**** TRECHO DA PÁGINA

Naquela região, há um vazio demográfico assustador. Como exemplo, cito duas cidades: Atalaia, dentro da área de responsabilidade do Comando de São Gabriel da Cachoeira, com 76.441 km², 4,89% do território do Amazonas, com uma população estimada, em 1994, de 47 pessoas - portanto, é de 0.11% a proporção por quilômetro -, tendo 3.021 eleitores. E Tabatinga, a maior área em densidade populacional, que possui 3.199 km² - portanto, representa 0.21% do território do Amazonas -, uma população de 30.070 habitantes, uma densidade de 9.39, e 13.800 eleitores.

Vejam V. Exªs a importância desse Projeto. O Senador José Sarney, na ocasião em que exercia a Presidência do País, constituiu a Comissão Especial, em 1985, para estudar a ocupação física e o desenvolvimento de projetos econômicos naquela região. Estamos praticamente a mais de uma década do início daquele Projeto - cujos dados tenho comigo, mas não os divulgarei agora; deixarei para o relatório final - que, hoje, recebe menos da metade que recebia no seu início. Na realidade, ele deveria ter uma projeção orçamentária muito maior, porque além da implantação das novas áreas, teria que fazer a manutenção daquelas que hoje existem.

Temos pistas de pouso, como única forma de transporte na região. O acesso se dá pela água ou pelo ar, porque por terra é muito difícil, as distâncias são enormes. Voamos num Búfalo, com grandes dificuldades, pois trata-se de um avião, praticamente, de pára-quedistas, portanto, com banco de ferro lateral. Os pilotos, os comandantes, a cada pouso, ficam tentando abrir o motor, dar uma amarradinha com arame, com barbante ou com o que tiverem em mãos, sucateando os outros aviões - canibalismo natural que, hoje, infelizmente ocorre na Aeronáutica.

Quando eu estava na Polícia Federal, existiam nove aviões Búfalos ou Hércules voando. Hoje soube que existem apenas dois. Esse em que nos encontrávamos, ao pousar em Tabatinga, teve um pouso perfeito, pois os pilotos que trabalham na Amazônia conhecem perfeitamente toda a região. Mas, no pouso, a bequilha quebrou e o avião quase desmontou. Por isso, ficamos detidos por quase uma hora entre o local do pouso e o taxiamento até o desembarque dos passageiros que nele se encontravam, inclusive a Comissão. Muito suplente aí deveria estar torcendo.

O Sr. Edison Lobão - Permite-me V. Exª um aparte?

O SR. ROMEU TUMA - Ouço V. Exª.

O Sr. Edison Lobão - Senador Romeu Tuma, V. Exª fez uma viagem que não chega a ser exatamente um périplo turístico; ao contrário, uma viagem marcada pelo desconforto, mas certamente repleta de muito fascínio. A visita à Amazônia é sempre algo que encanta as aspirações de muita gente. V. Exª e os nossos colegas Senadores, na verdade, foram examinar o Calha Norte, que é um grande Projeto, com serviços extraordinários sendo prestados ao Brasil, como a defesa de nossas fronteiras e a integração nacional. Tenho esperança de que o Sivam possa ser um instrumento, uma alavanca de ajuda, de complemento ao Projeto Calha Norte, para que as fronteiras brasileiras tenham sempre a sua defesa física realizada por esses grupos de brasileiros, civis e militares, que lá se encontram, trabalhando em benefício da Pátria, em benefício de todos. Aguardarei o relatório da Comissão para, sobre ele, manifestar-me, porque tenho um grande apreço pelo Projeto Calha Norte e estou seguro de que esse Projeto, quando foi instituído, estava realmente ornado pelos melhores princípios e pela vocação de servir a Pátria brasileira.

********
**** LINHAS FORNECIDAS

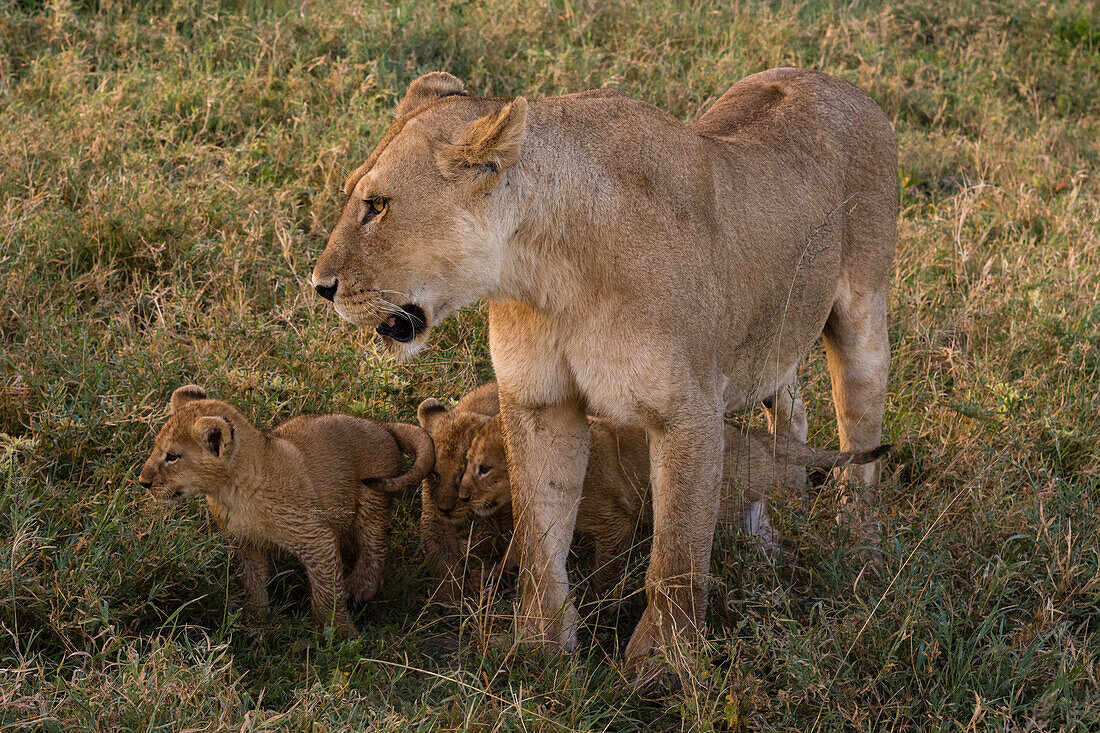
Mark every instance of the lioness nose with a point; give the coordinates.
(327, 291)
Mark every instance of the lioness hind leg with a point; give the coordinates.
(787, 419)
(858, 349)
(686, 473)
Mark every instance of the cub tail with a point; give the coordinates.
(416, 444)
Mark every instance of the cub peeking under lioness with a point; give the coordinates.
(312, 487)
(459, 551)
(615, 494)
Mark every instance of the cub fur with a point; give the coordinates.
(615, 495)
(314, 487)
(458, 550)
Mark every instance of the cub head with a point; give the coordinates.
(424, 225)
(485, 483)
(195, 449)
(452, 430)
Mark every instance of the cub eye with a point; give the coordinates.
(374, 207)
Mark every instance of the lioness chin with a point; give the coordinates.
(637, 269)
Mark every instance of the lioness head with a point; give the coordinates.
(452, 431)
(485, 482)
(195, 449)
(420, 234)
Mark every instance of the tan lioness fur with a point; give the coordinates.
(312, 487)
(615, 496)
(636, 269)
(458, 550)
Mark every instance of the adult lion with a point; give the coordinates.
(636, 269)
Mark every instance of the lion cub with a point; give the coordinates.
(457, 548)
(312, 487)
(615, 496)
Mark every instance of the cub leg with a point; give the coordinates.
(686, 472)
(443, 549)
(325, 569)
(858, 349)
(255, 571)
(372, 533)
(548, 451)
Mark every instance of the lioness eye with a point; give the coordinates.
(374, 207)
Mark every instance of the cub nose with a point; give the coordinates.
(327, 291)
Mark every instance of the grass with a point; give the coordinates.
(167, 174)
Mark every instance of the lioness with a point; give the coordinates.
(636, 269)
(615, 495)
(457, 549)
(312, 487)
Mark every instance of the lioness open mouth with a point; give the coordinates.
(403, 326)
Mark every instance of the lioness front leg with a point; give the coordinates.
(321, 557)
(548, 451)
(686, 472)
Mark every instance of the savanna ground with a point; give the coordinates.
(167, 174)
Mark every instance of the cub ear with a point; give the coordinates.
(184, 395)
(429, 412)
(215, 435)
(428, 88)
(488, 145)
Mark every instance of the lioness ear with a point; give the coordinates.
(213, 434)
(184, 395)
(487, 145)
(429, 88)
(429, 412)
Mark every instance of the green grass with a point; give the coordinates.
(167, 174)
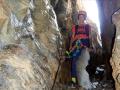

********

(SUA TAREFA): Extraia literalmente do trecho da página a passagem que começa nas palavras "Quando eu estava" e termina depois de "Ouço V. Exª.". As linhas provêm de uma fonte diferente da do trecho da página.

(SUA SOLUÇÃO):
Quando eu estava na Polícia Federal, existiam nove aviões Búfalos ou Hércules voando. Hoje soube que existem apenas dois. Esse em que nos encontrávamos, ao pousar em Tabatinga, teve um pouso perfeito, pois os pilotos que trabalham na Amazônia conhecem perfeitamente toda a região. Mas, no pouso, a bequilha quebrou e o avião quase desmontou. Por isso, ficamos detidos por quase uma hora entre o local do pouso e o taxiamento até o desembarque dos passageiros que nele se encontravam, inclusive a Comissão. Muito suplente aí deveria estar torcendo.

O Sr. Edison Lobão - Permite-me V. Exª um aparte?

O SR. ROMEU TUMA - Ouço V. Exª.